Source information START

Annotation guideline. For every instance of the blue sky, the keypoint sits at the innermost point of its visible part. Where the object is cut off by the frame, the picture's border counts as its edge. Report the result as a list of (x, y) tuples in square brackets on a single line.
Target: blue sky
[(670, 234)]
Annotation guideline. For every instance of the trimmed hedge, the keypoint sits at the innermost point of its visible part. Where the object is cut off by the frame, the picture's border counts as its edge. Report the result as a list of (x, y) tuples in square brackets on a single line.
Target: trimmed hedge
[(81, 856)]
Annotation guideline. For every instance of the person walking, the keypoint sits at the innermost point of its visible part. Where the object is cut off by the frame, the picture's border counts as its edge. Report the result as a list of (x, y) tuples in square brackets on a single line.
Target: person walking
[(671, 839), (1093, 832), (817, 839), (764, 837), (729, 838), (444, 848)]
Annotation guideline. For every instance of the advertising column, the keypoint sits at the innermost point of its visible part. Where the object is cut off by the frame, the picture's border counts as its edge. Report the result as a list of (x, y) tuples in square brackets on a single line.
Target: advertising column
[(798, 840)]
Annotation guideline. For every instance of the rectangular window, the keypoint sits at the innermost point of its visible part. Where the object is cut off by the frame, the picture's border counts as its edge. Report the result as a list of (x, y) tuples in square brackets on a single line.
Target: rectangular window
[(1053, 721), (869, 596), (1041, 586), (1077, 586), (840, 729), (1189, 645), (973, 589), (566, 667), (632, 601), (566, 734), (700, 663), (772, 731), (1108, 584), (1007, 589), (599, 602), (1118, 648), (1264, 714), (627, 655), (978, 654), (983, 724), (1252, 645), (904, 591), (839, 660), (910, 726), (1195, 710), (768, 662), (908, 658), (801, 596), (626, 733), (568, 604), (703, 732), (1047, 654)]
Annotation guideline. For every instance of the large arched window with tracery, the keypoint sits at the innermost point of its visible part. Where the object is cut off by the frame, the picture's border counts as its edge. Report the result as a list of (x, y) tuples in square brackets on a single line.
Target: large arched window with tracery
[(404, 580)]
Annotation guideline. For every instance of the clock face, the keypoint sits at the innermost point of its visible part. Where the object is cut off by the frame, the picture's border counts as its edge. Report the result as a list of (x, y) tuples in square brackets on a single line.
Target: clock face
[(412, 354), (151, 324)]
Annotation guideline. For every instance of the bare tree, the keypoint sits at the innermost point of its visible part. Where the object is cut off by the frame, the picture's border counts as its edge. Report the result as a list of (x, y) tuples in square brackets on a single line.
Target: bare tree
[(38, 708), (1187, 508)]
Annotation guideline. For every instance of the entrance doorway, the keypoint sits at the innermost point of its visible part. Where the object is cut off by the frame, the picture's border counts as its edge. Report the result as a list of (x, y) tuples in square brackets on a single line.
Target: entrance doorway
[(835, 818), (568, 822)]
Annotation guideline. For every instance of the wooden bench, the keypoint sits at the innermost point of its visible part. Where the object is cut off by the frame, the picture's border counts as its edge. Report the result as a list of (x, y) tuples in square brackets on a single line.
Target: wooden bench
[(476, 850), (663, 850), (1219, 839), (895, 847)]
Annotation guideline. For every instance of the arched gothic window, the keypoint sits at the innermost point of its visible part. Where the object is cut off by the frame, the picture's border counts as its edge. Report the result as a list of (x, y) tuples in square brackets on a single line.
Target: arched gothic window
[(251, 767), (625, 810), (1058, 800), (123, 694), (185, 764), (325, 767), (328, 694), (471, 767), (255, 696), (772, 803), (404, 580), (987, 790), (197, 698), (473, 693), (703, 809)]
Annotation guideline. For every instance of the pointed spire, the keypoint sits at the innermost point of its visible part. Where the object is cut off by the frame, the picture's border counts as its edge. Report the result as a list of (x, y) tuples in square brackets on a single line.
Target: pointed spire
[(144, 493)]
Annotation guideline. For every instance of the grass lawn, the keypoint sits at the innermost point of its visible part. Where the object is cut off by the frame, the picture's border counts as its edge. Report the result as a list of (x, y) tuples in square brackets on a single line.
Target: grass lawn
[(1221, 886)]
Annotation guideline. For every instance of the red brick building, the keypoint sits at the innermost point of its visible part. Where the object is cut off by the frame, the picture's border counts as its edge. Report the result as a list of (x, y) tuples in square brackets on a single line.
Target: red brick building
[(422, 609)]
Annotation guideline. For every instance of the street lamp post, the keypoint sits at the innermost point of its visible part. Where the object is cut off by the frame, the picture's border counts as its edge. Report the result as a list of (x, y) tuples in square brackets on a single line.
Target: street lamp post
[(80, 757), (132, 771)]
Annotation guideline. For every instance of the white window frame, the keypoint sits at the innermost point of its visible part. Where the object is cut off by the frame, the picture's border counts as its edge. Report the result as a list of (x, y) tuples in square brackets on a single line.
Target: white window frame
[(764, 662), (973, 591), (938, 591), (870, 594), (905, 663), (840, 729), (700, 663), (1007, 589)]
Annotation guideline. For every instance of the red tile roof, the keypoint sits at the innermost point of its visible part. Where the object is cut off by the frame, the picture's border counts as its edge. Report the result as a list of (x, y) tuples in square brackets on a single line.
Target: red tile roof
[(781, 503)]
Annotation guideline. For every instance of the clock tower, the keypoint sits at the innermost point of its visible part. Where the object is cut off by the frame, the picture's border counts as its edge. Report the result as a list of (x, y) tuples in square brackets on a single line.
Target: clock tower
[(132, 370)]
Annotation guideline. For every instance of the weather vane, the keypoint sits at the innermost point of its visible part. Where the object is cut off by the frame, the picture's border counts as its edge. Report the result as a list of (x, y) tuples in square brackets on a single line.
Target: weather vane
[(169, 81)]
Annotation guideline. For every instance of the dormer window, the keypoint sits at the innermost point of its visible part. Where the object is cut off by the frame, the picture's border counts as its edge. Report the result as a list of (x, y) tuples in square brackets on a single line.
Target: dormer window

Source information END

Work to be completed: Print exactly the lines above, between the one holding "Annotation guideline. For every instance of the entrance" and the one holding "Annotation guideline. For every instance of the arched", inclusive, and nothing besides.

Reply:
Annotation guideline. For every instance of the entrance doorway, the keypoint sits at the innermost point of its visible part. Where the object is cut off by the frame, the picture's border counts as its edge. Report the result as a list of (x, y) tuples in square brackets on a single line.
Target: entrance doorway
[(835, 818), (568, 822)]
Annotation guideline. For every instance of the wooden bench, the keypoint sits at the innermost point of its visible part. Where the object is cut off by the frame, the picture's border counts as its edge. Report the result as a list of (x, y) tuples in square brackets on a single line.
Target: wooden bench
[(476, 850), (663, 850), (1219, 839), (895, 847)]
Annotation guideline. For every instance of the arched gothic window, the keypoint sits at the innermost point of its visible part. Where the object is cut off by the frame, the picture's border counts as its edge. Report the result as a list of (x, y) tuples in square brackets on a single line.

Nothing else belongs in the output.